Profile: Commissioner Leslie Brochu

FNTC Commissioner Leslie Brochu is the vice-president of marketing at Sun Rivers in a residential development in Tk’emlups te Secwepemc lands, near Kamloops, BC. Commissioner Brochu represents residential taxpayer interests in her role as Commissioner for the FNTC and has an extensive background in housing, land development and leasehold lending primarily on First Nation lands, as well as participating in taxpayer associations and developing relationships between First Nations and their taxpayers.

Clearing the Path recently had the opportunity to sit down with Commissioner Brochu to talk about her experience and involvement with the FNTC.

Sun Rivers is often touted as a successful model of residential development on First Nation lands. Can you explain why?

I think the success really stems back to the time spent in planning and the comprehensive nature of the agreements. One really fundamental piece is that the First Nation and Sun Rivers worked together for several years to develop those agreements. Consultants for Sun Rivers and the First Nation worked in tandem toward a common goal.

Another big part of the success has been the fact that while we don’t have a taxpayer relations law, we have something very similar embedded in the master development and servicing agreement. The lease agreement itself sets out how taxes will be structured. It’s clear, it’s contractual, and it’s public information that every person that buys is privy to. Then at the same time, we have a contracted relationship that outlines when we meet, how we meet, who meets and what’s discussed at the meetings, which happen twice a year between the developer and the First Nation. Then the First Nation meets with the taxpayers at least annually to consult on rates and answer questions.

The relationship works because there is consultation at many levels throughout the year and the agreements are public and shared with purchasers. The First Nation is very good about communicating with taxpayers in terms of what the rates are going to be, how rates are structured and how they spend the money. The expenditure laws are published on the First Nations Gazette so anyone can see how the budgets are being used and managed and that gives taxpayers a lot of comfort.

How is the First Nations Gazette useful for taxpayers?

● Actions to take:
A: Answer these questions using the Brochu profile.
(i) What position does Brochu hold at Sun Rivers?
(ii) How often do the developer and the First Nation meet under their contracted relationship?
(iii) Where are the expenditure laws published?
B: Reproduce the Brochu profile from "Profile: Commissioner Leslie" up to and including "you explain why?", word for word.
The records are separate material with no connection to the Brochu profile.

● Supplied data:
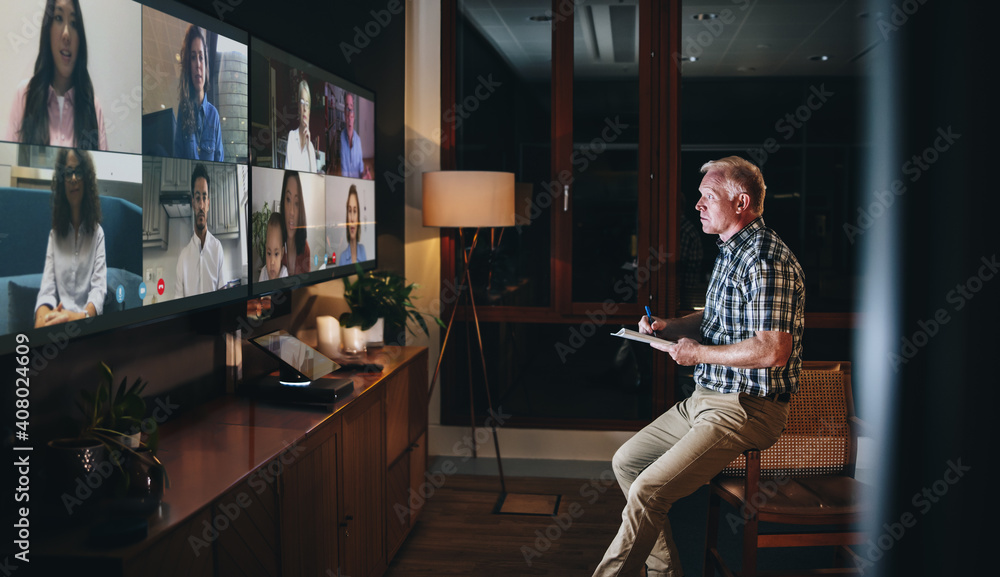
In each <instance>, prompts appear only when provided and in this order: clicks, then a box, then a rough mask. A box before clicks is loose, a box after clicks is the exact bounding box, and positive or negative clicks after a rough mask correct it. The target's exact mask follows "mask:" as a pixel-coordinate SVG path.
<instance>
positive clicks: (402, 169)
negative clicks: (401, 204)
mask: <svg viewBox="0 0 1000 577" xmlns="http://www.w3.org/2000/svg"><path fill="white" fill-rule="evenodd" d="M477 80H478V83H477V84H476V87H475V88H473V89H472V91H471V94H469V95H468V96H466V97H465V98H463V99H462V101H461V102H456V103H455V104H453V105H452V106H451V107H449V108H448V110H445V111H444V113H443V114H442V115H441V118H442V119H443V120H444V121H445V122H447V123H449V124H450V123H452V122H454V123H455V130H458V128H459V127H461V126H462V123H463V122H464V121H465V120H467V119H468V118H469V117H470V116H471V115H472V113H474V112H475V111H477V110H479V107H480V105H482V103H483V102H485V101H486V100H488V99H489V98H490V96H492V95H493V93H495V92H496V91H497V89H498V88H500V87H501V86H503V83H502V82H498V81H496V80H493V74H488V75H486V76H485V77H484V76H482V75H480V76H478V77H477ZM447 141H448V137H447V135H445V134H443V133H442V132H441V129H440V128H435V129H434V132H433V134H432V138H430V139H427V138H420V139H417V140H415V141H414V145H415V149H414V150H412V151H410V153H409V154H407V155H406V157H403V156H402V155H400V156H399V165H398V166H397V168H396V171H395V172H386V173H385V183H386V184H387V185H388V186H389V190H390V191H392V192H395V191H396V186H397V185H399V184H403V183H404V182H405V179H407V178H409V177H410V176H412V175H413V174H414V173H415V172H416V171H417V170H418V169H419V167H421V166H423V164H424V162H426V161H427V159H428V158H430V156H431V155H433V154H434V152H435V151H437V150H438V149H439V148H440V147H441V146H442V145H444V144H446V143H447ZM436 142H440V143H441V144H437V143H436Z"/></svg>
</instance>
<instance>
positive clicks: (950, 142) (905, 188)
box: [844, 126, 962, 244]
mask: <svg viewBox="0 0 1000 577" xmlns="http://www.w3.org/2000/svg"><path fill="white" fill-rule="evenodd" d="M960 138H962V135H961V134H959V133H957V132H954V131H952V128H951V126H948V128H938V129H937V137H935V138H934V141H933V142H932V144H931V146H928V147H927V148H925V149H923V150H922V151H921V152H920V153H919V154H914V155H913V156H912V157H911V158H910V159H909V160H907V161H906V162H904V163H903V165H902V166H901V167H900V170H901V171H902V172H903V174H905V175H907V176H909V177H910V178H909V180H910V182H911V183H913V182H917V181H918V180H920V177H922V176H923V175H924V173H925V172H927V171H928V170H930V168H931V166H933V165H934V163H935V162H937V161H938V160H940V158H941V155H943V154H944V153H945V152H947V151H948V150H950V149H951V147H952V146H954V145H955V142H957V141H958V139H960ZM906 190H907V189H906V183H904V182H903V180H902V179H901V178H897V179H896V180H894V181H892V184H890V185H889V189H888V190H876V191H875V193H874V196H875V199H874V200H873V201H871V202H870V203H868V206H867V207H858V218H857V221H856V224H851V223H849V222H845V223H844V234H846V235H847V240H848V241H850V243H851V244H854V240H855V239H856V238H857V237H859V236H861V235H862V234H864V233H865V232H866V231H868V229H870V228H871V227H872V226H874V225H875V222H876V221H877V220H878V219H880V218H882V217H883V216H884V215H885V213H886V211H887V210H888V209H889V207H890V206H892V205H893V204H894V203H895V202H896V197H897V196H902V195H904V194H906Z"/></svg>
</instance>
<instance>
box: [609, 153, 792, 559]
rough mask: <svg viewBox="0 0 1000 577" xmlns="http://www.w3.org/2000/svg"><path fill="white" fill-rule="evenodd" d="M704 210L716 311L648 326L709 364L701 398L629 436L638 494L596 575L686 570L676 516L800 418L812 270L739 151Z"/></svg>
mask: <svg viewBox="0 0 1000 577" xmlns="http://www.w3.org/2000/svg"><path fill="white" fill-rule="evenodd" d="M701 172H702V173H704V174H705V177H704V178H703V179H702V181H701V186H700V187H699V188H698V190H699V191H700V192H701V198H700V199H699V200H698V202H697V203H696V204H695V208H697V209H698V212H699V213H700V214H701V226H702V230H703V231H704V232H705V233H706V234H711V235H719V238H718V241H717V244H718V245H719V256H718V257H717V258H716V261H715V268H714V270H713V271H712V280H711V281H710V283H709V286H708V291H707V293H706V295H705V309H704V310H703V311H700V312H697V313H693V314H690V315H687V316H685V317H681V318H677V319H668V320H665V319H659V318H653V319H649V318H647V317H642V319H641V320H640V321H639V331H640V332H643V333H646V334H650V333H654V332H658V333H660V334H661V336H663V337H665V338H667V339H669V340H675V341H676V344H672V345H658V344H653V345H652V346H653V347H654V348H657V349H659V350H662V351H664V352H666V353H668V354H669V355H670V357H671V358H672V359H673V360H674V361H675V362H676V363H677V364H678V365H682V366H691V365H697V367H696V368H695V372H694V379H695V384H696V385H697V386H696V387H695V391H694V393H693V394H692V395H691V397H689V398H687V399H685V400H683V401H680V402H679V403H677V404H676V405H674V406H673V407H672V408H671V409H670V410H668V411H667V412H665V413H663V414H662V415H660V416H659V417H658V418H656V419H655V420H654V421H653V422H652V423H650V424H649V425H647V426H646V428H644V429H643V430H641V431H639V432H638V433H636V435H635V436H633V437H632V438H631V439H629V440H628V441H626V442H625V444H624V445H622V446H621V448H619V449H618V452H617V453H615V456H614V459H612V468H613V470H614V473H615V477H616V478H617V479H618V483H619V485H621V489H622V491H623V492H624V493H625V496H626V504H625V510H624V511H623V512H622V524H621V527H620V528H619V530H618V535H617V536H616V537H615V538H614V540H613V541H612V542H611V546H610V547H608V550H607V552H606V553H605V554H604V559H603V560H602V561H601V563H600V565H598V567H597V570H596V571H595V572H594V575H595V576H610V575H639V574H640V571H641V570H642V568H643V564H645V565H646V566H647V567H648V574H649V575H657V576H660V575H670V576H674V575H682V574H683V572H682V570H681V565H680V558H679V556H678V552H677V547H676V545H675V544H674V541H673V537H672V534H671V529H670V522H669V521H668V520H667V512H668V511H669V510H670V508H671V506H672V505H673V503H674V502H676V501H677V500H678V499H680V498H683V497H686V496H687V495H690V494H691V493H693V492H695V491H696V490H697V489H698V488H699V487H701V486H702V485H704V484H705V483H707V482H708V481H710V480H711V479H712V477H714V476H715V475H717V474H719V472H721V471H722V470H723V469H724V468H725V467H726V465H728V464H729V463H730V462H731V461H732V460H733V459H735V458H736V457H738V456H739V455H740V453H742V452H743V451H745V450H746V449H761V450H763V449H767V448H768V447H770V446H771V445H772V444H774V442H775V441H776V440H777V439H778V436H779V435H780V434H781V431H782V430H783V429H784V428H785V422H786V420H787V419H788V401H789V398H790V396H791V393H794V392H795V391H796V389H797V387H798V378H799V372H800V370H801V368H802V332H803V329H804V327H805V285H804V277H803V273H802V267H800V266H799V263H798V260H797V259H796V258H795V255H794V254H792V251H791V250H789V248H788V246H786V245H785V243H784V242H782V240H781V239H780V238H779V237H778V235H777V234H775V232H774V231H773V230H771V229H769V228H767V227H766V226H764V219H763V218H762V216H761V215H762V214H763V212H764V190H765V186H764V177H763V176H762V175H761V173H760V170H759V169H758V168H757V167H756V166H754V165H753V164H751V163H750V162H748V161H746V160H744V159H742V158H739V157H737V156H730V157H727V158H723V159H721V160H715V161H711V162H707V163H705V164H704V165H703V166H702V167H701Z"/></svg>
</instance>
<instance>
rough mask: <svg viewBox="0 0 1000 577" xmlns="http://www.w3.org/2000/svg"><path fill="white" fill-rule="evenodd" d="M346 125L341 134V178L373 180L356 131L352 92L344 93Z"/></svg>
mask: <svg viewBox="0 0 1000 577" xmlns="http://www.w3.org/2000/svg"><path fill="white" fill-rule="evenodd" d="M344 124H345V125H346V126H345V129H344V130H342V131H341V132H340V176H347V177H350V178H365V179H368V180H371V178H372V175H371V171H369V170H368V169H367V168H365V161H364V157H363V155H362V149H361V136H359V135H358V133H357V131H356V130H354V95H353V94H351V93H350V92H344Z"/></svg>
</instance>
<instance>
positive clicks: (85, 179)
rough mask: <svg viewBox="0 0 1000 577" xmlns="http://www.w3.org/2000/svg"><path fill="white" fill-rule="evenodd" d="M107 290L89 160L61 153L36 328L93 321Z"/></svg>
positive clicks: (95, 194) (104, 271) (53, 204)
mask: <svg viewBox="0 0 1000 577" xmlns="http://www.w3.org/2000/svg"><path fill="white" fill-rule="evenodd" d="M107 291H108V272H107V263H106V261H105V254H104V229H103V228H101V200H100V196H99V195H98V191H97V172H96V171H95V170H94V161H93V159H92V158H91V157H90V153H89V152H87V151H85V150H79V149H77V150H72V149H68V148H64V149H62V150H60V151H59V155H58V157H57V159H56V169H55V173H54V174H53V176H52V231H51V232H49V245H48V248H47V249H46V251H45V270H44V272H43V273H42V286H41V289H40V290H39V291H38V300H36V301H35V327H46V326H51V325H55V324H59V323H65V322H68V321H75V320H80V319H85V318H92V317H95V316H97V315H99V314H101V312H102V311H103V310H104V296H105V294H107Z"/></svg>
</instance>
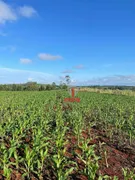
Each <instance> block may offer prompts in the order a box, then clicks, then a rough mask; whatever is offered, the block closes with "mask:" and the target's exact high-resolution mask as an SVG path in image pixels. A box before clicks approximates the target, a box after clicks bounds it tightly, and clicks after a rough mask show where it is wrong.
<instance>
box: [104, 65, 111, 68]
mask: <svg viewBox="0 0 135 180" xmlns="http://www.w3.org/2000/svg"><path fill="white" fill-rule="evenodd" d="M103 67H104V68H109V67H112V64H104V65H103Z"/></svg>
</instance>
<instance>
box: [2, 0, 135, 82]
mask: <svg viewBox="0 0 135 180" xmlns="http://www.w3.org/2000/svg"><path fill="white" fill-rule="evenodd" d="M67 74H68V75H70V76H71V79H72V84H76V85H77V84H78V85H89V84H90V85H91V84H101V85H102V84H105V85H108V84H109V85H110V84H116V85H135V1H134V0H19V1H18V0H14V1H12V0H0V83H2V84H4V83H23V82H27V81H37V82H40V83H52V82H53V81H55V82H56V83H59V82H60V81H63V80H64V77H65V76H66V75H67Z"/></svg>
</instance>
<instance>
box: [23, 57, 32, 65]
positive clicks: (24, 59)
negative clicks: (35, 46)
mask: <svg viewBox="0 0 135 180" xmlns="http://www.w3.org/2000/svg"><path fill="white" fill-rule="evenodd" d="M20 63H21V64H30V63H32V60H31V59H27V58H21V59H20Z"/></svg>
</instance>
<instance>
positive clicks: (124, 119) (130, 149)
mask: <svg viewBox="0 0 135 180" xmlns="http://www.w3.org/2000/svg"><path fill="white" fill-rule="evenodd" d="M65 97H69V94H68V93H67V92H66V91H64V90H63V91H45V92H44V91H43V92H4V91H3V92H0V179H11V180H13V179H17V180H20V179H32V180H34V179H41V180H42V179H45V180H56V179H58V180H72V179H73V180H74V179H78V180H79V179H80V180H87V179H88V180H102V179H112V180H117V179H118V180H119V179H120V180H124V179H125V180H130V179H135V170H134V168H135V97H134V96H127V95H117V94H100V93H96V92H79V93H78V94H77V97H79V98H80V99H81V102H80V103H67V102H66V103H64V102H63V99H64V98H65Z"/></svg>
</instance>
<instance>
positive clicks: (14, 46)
mask: <svg viewBox="0 0 135 180" xmlns="http://www.w3.org/2000/svg"><path fill="white" fill-rule="evenodd" d="M0 51H9V52H11V53H13V52H15V51H16V46H13V45H10V46H0Z"/></svg>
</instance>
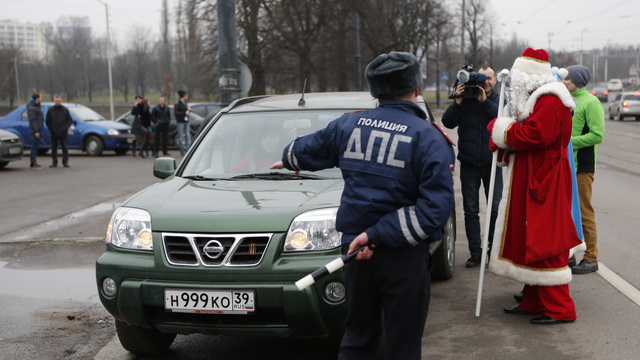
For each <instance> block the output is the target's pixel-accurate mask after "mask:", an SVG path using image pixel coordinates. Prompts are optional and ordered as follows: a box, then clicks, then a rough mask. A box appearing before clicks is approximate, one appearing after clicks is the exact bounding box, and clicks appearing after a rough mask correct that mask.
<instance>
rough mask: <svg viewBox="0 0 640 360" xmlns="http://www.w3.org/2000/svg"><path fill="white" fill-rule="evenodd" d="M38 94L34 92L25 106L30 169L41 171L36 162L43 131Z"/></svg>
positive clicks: (39, 165)
mask: <svg viewBox="0 0 640 360" xmlns="http://www.w3.org/2000/svg"><path fill="white" fill-rule="evenodd" d="M40 100H41V98H40V94H39V93H37V92H34V93H33V94H32V95H31V100H30V101H29V103H28V104H27V117H28V119H29V131H31V164H30V165H29V167H30V168H32V169H41V168H42V166H41V165H40V164H38V162H37V161H36V155H37V154H38V148H39V147H40V140H41V138H42V129H44V116H43V114H42V108H41V107H40Z"/></svg>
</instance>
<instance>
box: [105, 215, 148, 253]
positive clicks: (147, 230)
mask: <svg viewBox="0 0 640 360" xmlns="http://www.w3.org/2000/svg"><path fill="white" fill-rule="evenodd" d="M152 234H153V233H152V232H151V214H149V212H148V211H146V210H141V209H134V208H127V207H119V208H117V209H116V211H114V212H113V215H112V216H111V221H109V226H108V228H107V237H106V241H107V242H108V243H112V244H113V245H115V246H117V247H121V248H126V249H139V250H153V235H152Z"/></svg>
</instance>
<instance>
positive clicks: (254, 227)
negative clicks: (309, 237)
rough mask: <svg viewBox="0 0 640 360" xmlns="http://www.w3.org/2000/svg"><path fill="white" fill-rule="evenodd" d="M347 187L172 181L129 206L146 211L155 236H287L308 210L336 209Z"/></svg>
mask: <svg viewBox="0 0 640 360" xmlns="http://www.w3.org/2000/svg"><path fill="white" fill-rule="evenodd" d="M343 186H344V182H343V180H342V179H332V180H297V181H290V180H287V181H285V180H282V181H266V180H240V181H193V180H188V179H183V178H178V177H175V178H170V179H167V180H166V181H164V182H161V183H158V184H156V185H153V186H151V187H149V188H147V189H145V190H143V191H142V192H140V193H138V194H136V195H134V196H133V197H132V198H130V199H129V200H128V201H126V202H125V204H124V206H128V207H134V208H140V209H145V210H147V211H149V213H150V214H151V227H152V230H153V231H154V232H155V231H167V232H190V233H194V232H195V233H211V232H215V233H243V232H284V231H286V230H287V229H288V227H289V225H290V223H291V221H292V220H293V218H294V217H295V216H297V215H299V214H301V213H303V212H305V211H308V210H313V209H320V208H327V207H335V206H338V205H339V203H340V196H341V194H342V189H343Z"/></svg>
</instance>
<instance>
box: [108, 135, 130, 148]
mask: <svg viewBox="0 0 640 360" xmlns="http://www.w3.org/2000/svg"><path fill="white" fill-rule="evenodd" d="M133 137H134V135H133V134H127V135H105V136H103V140H104V147H105V149H109V150H113V149H124V148H129V147H130V146H131V144H133Z"/></svg>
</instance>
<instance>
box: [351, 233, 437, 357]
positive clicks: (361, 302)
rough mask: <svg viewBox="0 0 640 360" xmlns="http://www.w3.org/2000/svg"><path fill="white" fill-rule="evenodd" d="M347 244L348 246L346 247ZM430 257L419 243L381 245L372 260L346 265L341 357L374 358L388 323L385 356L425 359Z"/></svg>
mask: <svg viewBox="0 0 640 360" xmlns="http://www.w3.org/2000/svg"><path fill="white" fill-rule="evenodd" d="M348 248H349V247H348V245H343V248H342V252H343V253H346V252H347V250H348ZM430 259H431V255H430V254H429V251H428V250H427V249H422V248H419V247H417V248H412V249H390V248H385V247H378V249H376V250H375V252H374V254H373V256H372V257H371V259H369V260H363V261H355V260H354V261H351V262H350V263H349V264H348V265H347V266H345V267H344V274H345V282H346V288H347V307H348V310H349V315H348V317H347V323H346V326H345V333H344V336H343V338H342V342H341V344H340V354H339V356H338V359H340V360H346V359H349V360H351V359H358V360H360V359H375V357H376V352H377V351H378V347H379V341H380V335H381V333H382V326H383V325H382V324H383V323H384V330H385V337H386V341H385V349H386V350H385V352H386V359H387V360H393V359H402V360H413V359H415V360H420V358H421V348H422V334H423V332H424V326H425V322H426V320H427V313H428V311H429V299H430V296H431V275H430V274H429V269H430ZM383 314H384V319H382V316H383Z"/></svg>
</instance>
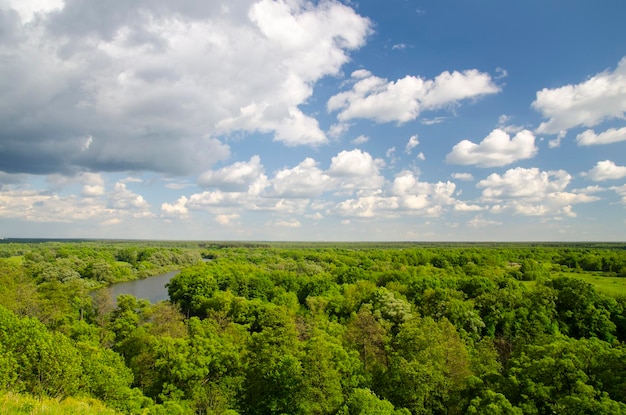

● Responses by item number:
A:
(i) Vice-president of marketing
(ii) Twice a year
(iii) On the First Nations Gazette

B:
Profile: Commissioner Leslie Brochu

FNTC Commissioner Leslie Brochu is the vice-president of marketing at Sun Rivers in a residential development in Tk’emlups te Secwepemc lands, near Kamloops, BC. Commissioner Brochu represents residential taxpayer interests in her role as Commissioner for the FNTC and has an extensive background in housing, land development and leasehold lending primarily on First Nation lands, as well as participating in taxpayer associations and developing relationships between First Nations and their taxpayers.

Clearing the Path recently had the opportunity to sit down with Commissioner Brochu to talk about her experience and involvement with the FNTC.

Sun Rivers is often touted as a successful model of residential development on First Nation lands. Can you explain why?